▶ [Source data]:
▬▬▬▬▬▬▬▬▬▬

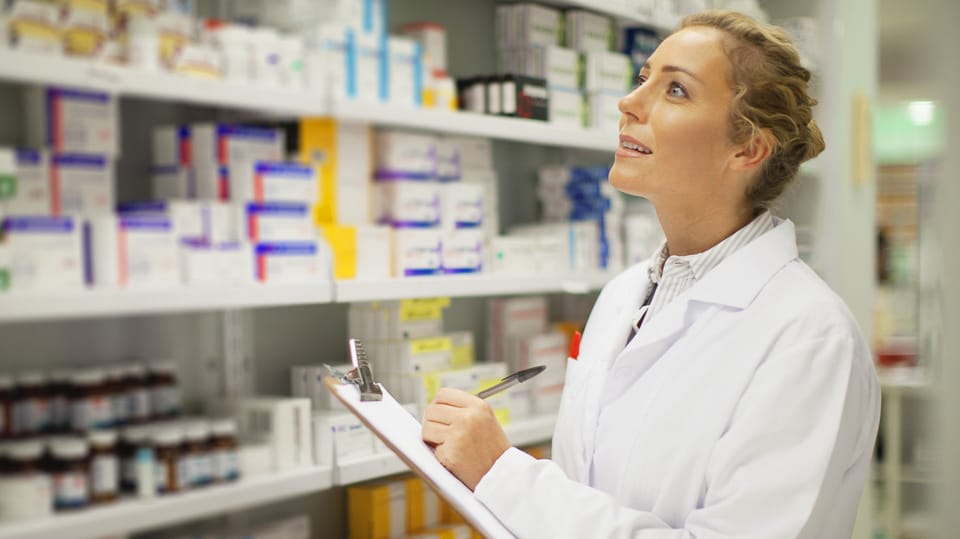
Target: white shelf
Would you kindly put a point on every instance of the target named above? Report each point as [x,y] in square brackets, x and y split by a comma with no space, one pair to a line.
[157,85]
[16,306]
[481,125]
[523,432]
[138,515]
[617,10]
[467,286]
[163,86]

▬▬▬▬▬▬▬▬▬▬

▶ [Exercise directions]:
A word-for-word transcription of the listing is needed, minus its images.

▶ [Result of this task]:
Target: white shelf
Would you kindly put a point on every instance of the target named above? Report each point as [x,y] in square brackets, x and y split by a comma with no space, one pair to a line.
[157,85]
[16,306]
[481,125]
[523,432]
[138,515]
[617,10]
[467,286]
[163,86]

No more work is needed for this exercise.